------ PÁGINA

O capitalismo e a inoCiência

 




O texto que postei ontem, MAMUTES NA SALA , sobre a relação entre a crise climática e o capitalismo, recebeu alguns comentários de dois amigos cientistas, que valem a pena serem lidos.


Disse o Romeu Guimarães:

Novamente, problemas complexos, muitas janelas, nenhuma suficiente, todas necessárias...

Uma das perplexidades que me deixa ´encucado´, no momento, é a miopia que acabei de perceber no comportamento de toda cultura ocidental (não falo das outras, porque conheço nada delas). Desde Thales de Mileto (-624 a -548) até o século 20 (tipo 2500 anos transcorridos), ninguém percebeu o ´ambiente´.

------------
------ MATERIAL COLETADO

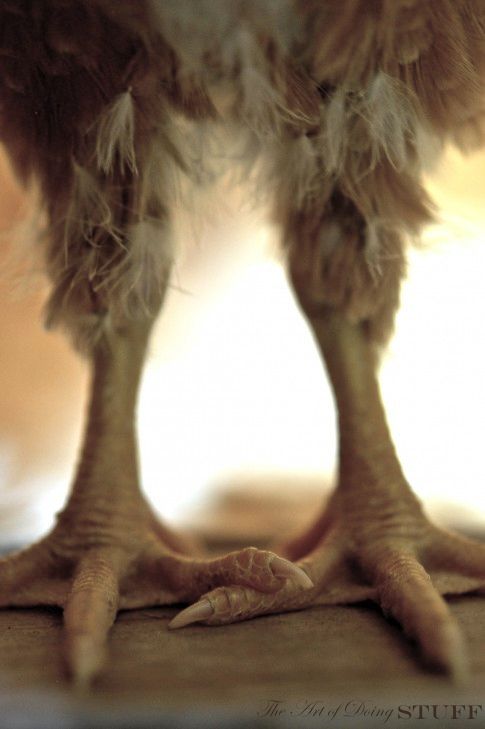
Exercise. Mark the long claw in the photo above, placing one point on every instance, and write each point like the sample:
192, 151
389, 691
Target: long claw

------------

A FAZER:
A – Segundo a página, qual é o título do texto postado no dia anterior sobre a crise climática e o capitalismo?
B – Reproduza o trecho da página que vai de "Disse o Romeu" até "percebeu o ´ambiente´.", inclusive.
C – Resuma a página em duas frases.

RESPOSTAS DADAS:
A – MAMUTES NA SALA

B –
Disse o Romeu Guimarães:

Novamente, problemas complexos, muitas janelas, nenhuma suficiente, todas necessárias...

Uma das perplexidades que me deixa ´encucado´, no momento, é a miopia que acabei de perceber no comportamento de toda cultura ocidental (não falo das outras, porque conheço nada delas). Desde Thales de Mileto (-624 a -548) até o século 20 (tipo 2500 anos transcorridos), ninguém percebeu o ´ambiente´.

C – Um texto sobre a relação entre a crise climática e o capitalismo recebeu comentários de dois amigos cientistas, que valem a pena ser lidos. Um deles, Romeu Guimarães, fala de problemas complexos e aponta a miopia da cultura ocidental, na qual, de Thales de Mileto até o século 20, ninguém percebeu o "ambiente".